▶ [Exercise description] This exercise calls for every record to be returned exactly, with pictures removed.

▶ [Entries shown]
-- Opening Marker --
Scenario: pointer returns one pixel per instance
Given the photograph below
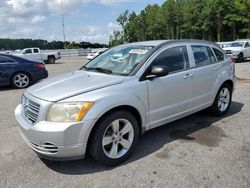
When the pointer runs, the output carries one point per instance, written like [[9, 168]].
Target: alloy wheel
[[21, 80], [118, 138]]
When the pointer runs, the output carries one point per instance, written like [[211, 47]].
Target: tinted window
[[5, 60], [247, 45], [36, 50], [28, 51], [203, 55], [219, 54], [174, 59]]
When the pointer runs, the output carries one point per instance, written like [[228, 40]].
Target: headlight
[[68, 111], [235, 52]]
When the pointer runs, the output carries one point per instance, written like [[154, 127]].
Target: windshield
[[237, 44], [120, 60]]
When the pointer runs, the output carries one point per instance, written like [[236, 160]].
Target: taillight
[[40, 66]]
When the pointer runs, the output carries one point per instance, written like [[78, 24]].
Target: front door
[[171, 97]]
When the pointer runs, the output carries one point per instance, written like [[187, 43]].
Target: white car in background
[[93, 55], [239, 50], [36, 55]]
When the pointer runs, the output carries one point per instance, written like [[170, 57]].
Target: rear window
[[5, 60], [219, 54]]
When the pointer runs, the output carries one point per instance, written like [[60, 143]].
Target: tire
[[121, 132], [20, 80], [51, 60], [222, 101], [240, 58]]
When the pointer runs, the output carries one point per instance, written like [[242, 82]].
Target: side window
[[203, 55], [219, 54], [174, 59], [36, 50], [28, 51], [247, 45], [5, 60]]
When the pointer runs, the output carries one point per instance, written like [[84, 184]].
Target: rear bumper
[[39, 75]]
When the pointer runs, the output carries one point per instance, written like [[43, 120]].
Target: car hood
[[233, 48], [72, 84]]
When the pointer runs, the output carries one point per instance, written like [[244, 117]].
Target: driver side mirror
[[157, 71]]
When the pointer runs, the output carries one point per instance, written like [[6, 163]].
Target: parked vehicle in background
[[239, 50], [224, 44], [6, 52], [20, 72], [93, 55], [107, 104], [37, 55]]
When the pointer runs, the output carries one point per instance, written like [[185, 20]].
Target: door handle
[[216, 68], [188, 76]]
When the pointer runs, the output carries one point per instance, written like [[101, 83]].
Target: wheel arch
[[16, 72], [127, 108]]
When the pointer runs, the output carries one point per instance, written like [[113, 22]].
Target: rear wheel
[[20, 80], [51, 60], [115, 138], [222, 101]]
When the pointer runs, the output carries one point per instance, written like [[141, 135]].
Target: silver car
[[105, 106]]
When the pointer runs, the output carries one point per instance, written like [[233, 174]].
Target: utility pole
[[63, 25]]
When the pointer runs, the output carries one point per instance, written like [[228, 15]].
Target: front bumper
[[56, 141]]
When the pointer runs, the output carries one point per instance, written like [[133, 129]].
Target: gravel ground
[[196, 151]]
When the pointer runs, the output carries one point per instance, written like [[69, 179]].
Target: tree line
[[13, 44], [213, 20]]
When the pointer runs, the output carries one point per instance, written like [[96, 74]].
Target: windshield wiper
[[98, 69]]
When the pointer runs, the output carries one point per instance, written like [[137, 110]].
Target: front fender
[[107, 103]]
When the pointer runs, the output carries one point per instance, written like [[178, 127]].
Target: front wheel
[[20, 80], [222, 101], [115, 138]]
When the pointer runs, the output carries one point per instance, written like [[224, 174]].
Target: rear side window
[[28, 51], [219, 54], [174, 59], [36, 50], [203, 55], [5, 60]]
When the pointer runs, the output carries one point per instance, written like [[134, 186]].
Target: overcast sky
[[85, 20]]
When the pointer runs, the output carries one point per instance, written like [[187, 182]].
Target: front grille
[[45, 148], [30, 110]]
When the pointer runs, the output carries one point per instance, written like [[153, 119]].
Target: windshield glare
[[120, 60], [237, 44]]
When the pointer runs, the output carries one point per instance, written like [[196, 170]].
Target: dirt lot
[[197, 151]]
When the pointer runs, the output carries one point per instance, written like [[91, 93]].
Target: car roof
[[165, 42]]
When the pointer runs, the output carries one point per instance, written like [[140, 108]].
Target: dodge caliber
[[105, 106]]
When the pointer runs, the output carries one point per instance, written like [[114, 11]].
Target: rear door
[[5, 69], [171, 97], [207, 70]]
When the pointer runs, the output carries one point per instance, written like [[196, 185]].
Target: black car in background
[[20, 72]]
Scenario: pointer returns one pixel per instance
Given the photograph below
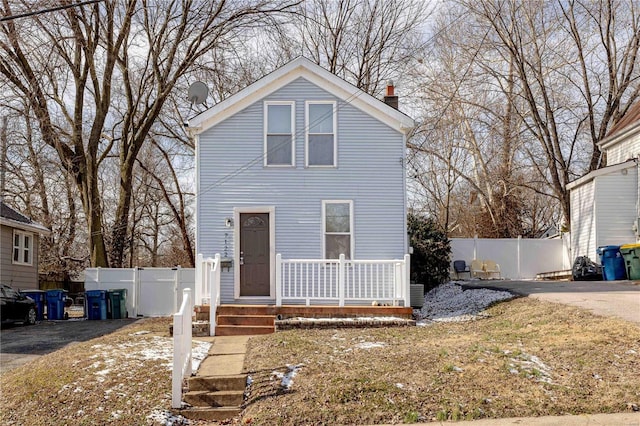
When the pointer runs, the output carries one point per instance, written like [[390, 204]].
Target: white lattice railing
[[182, 321], [339, 280], [207, 286]]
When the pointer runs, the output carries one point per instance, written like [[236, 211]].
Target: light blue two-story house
[[301, 191]]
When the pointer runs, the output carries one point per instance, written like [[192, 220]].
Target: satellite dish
[[198, 92]]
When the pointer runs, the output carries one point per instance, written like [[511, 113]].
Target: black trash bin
[[117, 303], [96, 304], [38, 296], [55, 304]]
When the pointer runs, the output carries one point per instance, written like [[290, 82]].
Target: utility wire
[[52, 9]]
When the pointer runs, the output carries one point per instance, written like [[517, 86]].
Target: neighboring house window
[[279, 141], [337, 222], [22, 248], [321, 146]]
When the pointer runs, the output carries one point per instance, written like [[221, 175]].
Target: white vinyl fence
[[519, 258], [151, 292]]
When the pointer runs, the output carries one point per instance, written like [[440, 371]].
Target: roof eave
[[600, 172], [300, 67], [618, 137]]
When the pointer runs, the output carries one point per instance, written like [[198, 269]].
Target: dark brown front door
[[254, 254]]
-- Closing Marker --
▶ [Result of this exercise]
Scenario: pointer returns one pixel per instance
Given the photograph below
When the pointer runs, the output carries one point per instance, written like [[9, 168]].
Target: alloy wheel
[[21, 80], [118, 138]]
When the pointer runs, the output carries one point per instance, written like [[211, 47]].
Target: tinted window
[[5, 60], [247, 45], [36, 50], [28, 51], [203, 55], [219, 54], [174, 59]]
When the pointer runs, the output carries one point per instance, written like [[228, 40]].
Target: headlight
[[68, 111], [235, 52]]
When the pointer runs, the output carries one point per instance, written like [[154, 127]].
Target: windshield
[[237, 44], [120, 60]]
When the pointer runs, the output carries one point per instance, written like [[236, 160]].
Target: taillight
[[40, 66]]
When the pointer runs, the output carries one point per instance, written like [[78, 24]].
Target: front door
[[171, 97]]
When the pointer runs, the output carries one point per instance, written like [[187, 43]].
Target: white car in background
[[93, 55], [239, 50], [36, 55]]
When the pointer runs, the output carries one point per instance, written like [[170, 57]].
Target: rear window
[[5, 60], [219, 54]]
When the pointer runs, the output carries one point per instance, written like [[60, 143]].
Target: tire
[[121, 132], [20, 80], [51, 60], [222, 101], [240, 58]]
When the pointer runs, the output carries one point per instance, written like [[242, 82]].
Target: side window
[[203, 55], [219, 54], [174, 59], [36, 50], [28, 51], [247, 45], [5, 60]]
When the pointer runs, the output carries one point per instance, written like [[84, 184]].
Target: rear bumper
[[39, 75]]
When the pointer runs, the output carries one point per instance, written like [[43, 120]].
Target: car hood
[[233, 48], [72, 84]]
When the pointer runs, the output carries one point per instance, written like [[244, 117]].
Target: driver side mirror
[[157, 71]]
When the pointer runs, the output carries one point per instance, written like [[6, 163]].
Target: parked vehicle in background
[[239, 50], [224, 44], [6, 52], [20, 72], [93, 55], [107, 104], [37, 55]]
When the pointer runs, the output carries one point per instance, written like [[185, 20]].
Target: door handle
[[216, 68], [188, 76]]
When the pointer runs, the output carries one point per instance, written like [[101, 83]].
Target: wheel arch
[[16, 72], [127, 108]]
When the pointer runs, the output carries one point per instance, written like [[113, 22]].
Target: rear wheel
[[20, 80], [51, 60], [115, 138], [222, 101]]
When the pointer runs, the output carries one point per instance, written like [[141, 135]].
Target: silver car
[[105, 106]]
When the pointer runs, the output carries one point per instance, written like [[233, 174]].
Target: utility pole
[[63, 25]]
When the pointer runs, the output carries one point per instance, written like [[228, 15]].
Target: front bumper
[[56, 141]]
When the pointer runs, the output carries one point per instance, written like [[133, 129]].
Target: gravel ground
[[196, 151]]
When the pointer runs, the output carries one point per instance, written like [[69, 179]].
Target: tree line
[[13, 44], [213, 20]]
When the pointer runs, the output carries one point per instance, written like [[96, 74]].
Target: windshield wiper
[[98, 69]]
When the pointer runs, the output carries one point per instance, written like [[137, 110]].
Target: front fender
[[107, 103]]
When the pointer runs, the output carries one point per instance, written like [[178, 127]].
Target: front wheel
[[20, 80], [222, 101], [115, 138]]
When the pointer runs, the output carries one point per instance, written like [[224, 174]].
Target: rear side window
[[28, 51], [219, 54], [174, 59], [36, 50], [203, 55], [5, 60]]
When the pointer runs, the output carries one point per instance, written like [[134, 186]].
Target: overcast sky
[[85, 20]]
When the pointer runs, the output carries one point per instance, written like [[187, 182]].
Target: front grille
[[45, 148], [30, 110]]
When the pointer runs, the output carries one point per instance, written like [[153, 119]].
Target: windshield glare
[[120, 60], [237, 44]]
When the pointer runs, the output carries one point per instance, written like [[196, 170]].
Target: dirt lot
[[197, 151]]
When the pointer runs, the output carries one point per instance, written like [[91, 93]].
Target: car roof
[[165, 42]]
When the pointer runs, the output carries one point per instance, written like [[140, 108]].
Target: dodge caliber
[[105, 106]]
When the pointer runs, the output carries one point per instance, written like [[114, 11]].
Target: rear door
[[5, 69], [171, 97], [207, 70]]
When the pointer runs, the output carries one point per instance, written like [[196, 185]].
Target: black car in background
[[20, 72]]
Scenario: pointer returns one pixel per instance
Given the photograph below
When the pointer runs, the output carries one point per instance, written like [[390, 204]].
Target: white lattice railing
[[182, 321], [339, 280], [207, 286]]
When the pointer runs, the output carries one point per instance, written like [[236, 211]].
Target: light blue two-story house
[[301, 191]]
When the pointer runs, the output carries one point per instance, written like [[192, 220]].
Target: satellite dish
[[198, 92]]
When the pointer runs, the output carries one point per instance, written like [[511, 113]].
Target: black trash bin
[[117, 303], [96, 304], [38, 296], [55, 304]]
When the pointer runs, the output carries one point per instance, written like [[290, 82]].
Target: utility wire
[[52, 9]]
When the pointer runs, the output carries one point per instance, written like [[517, 86]].
Target: neighboring house window
[[279, 141], [337, 222], [22, 248], [321, 146]]
When the pointer runs, the output carries one point per instance, written like [[221, 175]].
Target: white vinyl fence
[[519, 258], [151, 292]]
When the pointer runs, the output carries one point per instance, written like [[440, 371]].
Target: roof eave
[[600, 172], [300, 67], [618, 137]]
When the pointer runs, the output carries one point per instance, written like [[198, 269]].
Target: dark brown front door
[[254, 254]]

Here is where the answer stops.